Page -
Commission Implementing Regulation (EU) 2019/1842

of 31 October 2019

laying down rules for the application of Directive 2003/87/EC of the European Parliament and of the Council as regards further arrangements for the adjustments to free allocation of emission allowances due to activity level changes

THE EUROPEAN COMMISSION,

Having regard to the Treaty on the Functioning of the European Union,

Having regard to Directive 2003/87/EC of the European Parliament and of the Council of 13 October 2003 establishing a system for greenhouse gas emission allowance trading within the Union and amending Council Directive 96/61/EC1, and in particular Article 10a(21) thereof,

Whereas:

(1)

Directive 2003/87/EC establishes a system for greenhouse gas emission allowance trading within the Union in order to promote reductions of greenhouse gas emissions in a cost-effective and economically efficient manner. In its Article 10a, it provides for the transitional free allocation of allowances.

(2)

Commission Delegated Regulation (EU) 2019/3312 lays down the transitional Union-wide rules for harmonised free allocation of emission allowances pursuant to Article 10a of Directive 2003/87/EC for the fourth trading period from 2021 until 2030.

(3)

In accordance with Article 10a(20) of Directive 2003/87/EC, the allocation of emission allowances free of charge to installations whose operations have increased or decreased, as assessed on the basis of a rolling average of two years, by more than 15 % compared to the historical activity levels is to be adjusted in a symmetrical manner. To implement the adjustments of allocation of emission allowances due to changes in activity, since the installations are divided in sub-installations in accordance with Article 10 of Delegated Regulation (EU) 2019/331, it is appropriate to compare these changes against the historical activity levels at sub-installation level.

(4)

The collection of high quality and independently verified data is necessary for adjustments to free allocation. Consistency in the accuracy and quality of the data monitored and reported to determine free allocation should be ensured. For that purpose, specific rules for reporting of activity levels at sub-installation level should be provided, taking into account the relevant provisions of Delegated Regulation (EU) 2019/331. Data collected from operators in accordance with these rules should reflect the actual operations of sub-installations.

(5)

Operators should report the requested data annually. Data should be monitored in accordance with the requirements on monitoring pursuant to Article 8 of Delegated Regulation (EU) 2019/331.

(6)

To ensure consistency between verification of annual emissions reports pursuant to Article 15 of Directive 2003/87/EC and activity level data, as well as to make use of synergies, it is appropriate to use the legal framework set by measures in accordance with Commission Implementing Regulation (EU) 2018/20673.

(7)

Directives -
(A) Reproduce the regulation text from "In accordance with Article 10a(20)" up to and including "at sub-installation level.", substituting "moving average" for "rolling average".
(B) Pick up the emission allowance regulation from where it stops and continue it.

Provided material -
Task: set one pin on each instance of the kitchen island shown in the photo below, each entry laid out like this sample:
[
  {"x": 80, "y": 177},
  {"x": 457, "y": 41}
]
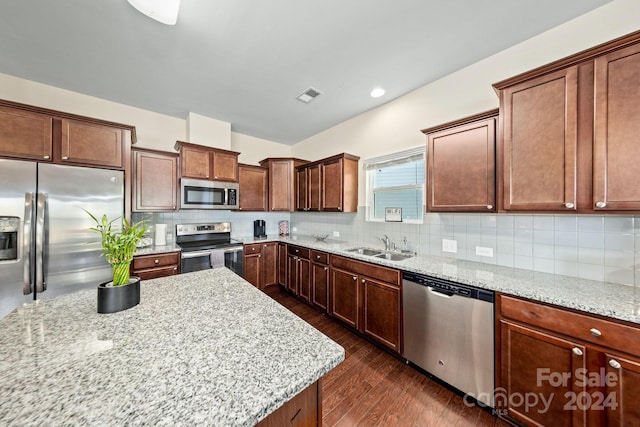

Responses -
(A)
In accordance with Article 10a(20) of Directive 2003/87/EC, the allocation of emission allowances free of charge to installations whose operations have increased or decreased, as assessed on the basis of a moving average of two years, by more than 15 % compared to the historical activity levels is to be adjusted in a symmetrical manner. To implement the adjustments of allocation of emission allowances due to changes in activity, since the installations are divided in sub-installations in accordance with Article 10 of Delegated Regulation (EU) 2019/331, it is appropriate to compare these changes against the historical activity levels at sub-installation level.

(B)
In order to prevent manipulation or abuse of the system for adjustments of allocations, avoid undue administrative burden and ensure that changes to the allocations are carried out in an effective, non-discriminatory and uniform manner, further arrangements for the adjustments of free allocation of sub-installations should apply when activity level have increased or decreased by more than 15 % compared to the historical activity level. The average activity level should be defined as the arithmetic mean of the two annual activity levels of two full calendar years of operation. The first year of calculation of the average activity level should be the first year of each allocation period. If the comparison of the historical activity level and the average activity level presents a difference of more than 15 %, then the free allocation should be adjusted by the exact percentage of the activity level change. If a subsequent change of activity level occurs within the same 5 % interval, beyond 15 %, then the allocation should remain the same. If a subsequent change exceeds the 5 % interval within which the previous adjustment fell (e.g. 20-25 %, 25-30 % and so on), the adjustment in that case should also be as the exact percentage change in the average activity level.

(8)

To avoid undue administrative burden, adjustments should be considered whenever changes in the level of activity of a sub-installation would lead to an annual adjustment in the level of free allocation of the sub-installation of 100 allowances or more.

(9)

In order to prevent manipulation or abuse of the system and to ensure that the changes to the allocations are carried out in an effective, non-discriminatory and uniform manner, the new entrants and the new sub-installations should be treated in the same manner.

(10)

Article 10a(1) of Directive 2003/87/EC requires transitional harmonised measures for free allocation of emission allowances to take place in a manner that provides incentives for reductions in greenhouse gas emissions and energy efficient techniques. In order to maintain incentives to reduce emissions when defining further arrangements for the adjustment of free allocations to sub-installations whose operations have increased or decreased by more than 15 % compared to the historical activity levels, changes in the operation of sub-installations other than changes in activity levels should also be considered. This should cover improvements of energy efficiency, changes in heat supply, the exchangeability of fuel and electricity, production of high value chemicals, changes in the production of vinyl chloride monomer as well as the energy recovery of waste gases. In order to maximise such incentives to reduce emissions, it is appropriate to consider such changes at sub-installation level.

(11)

For better alignment of production changes to free allocation, emission allowances should not be issued for sub-installations reporting a cessation of operations as of the year following the cessation.

(12)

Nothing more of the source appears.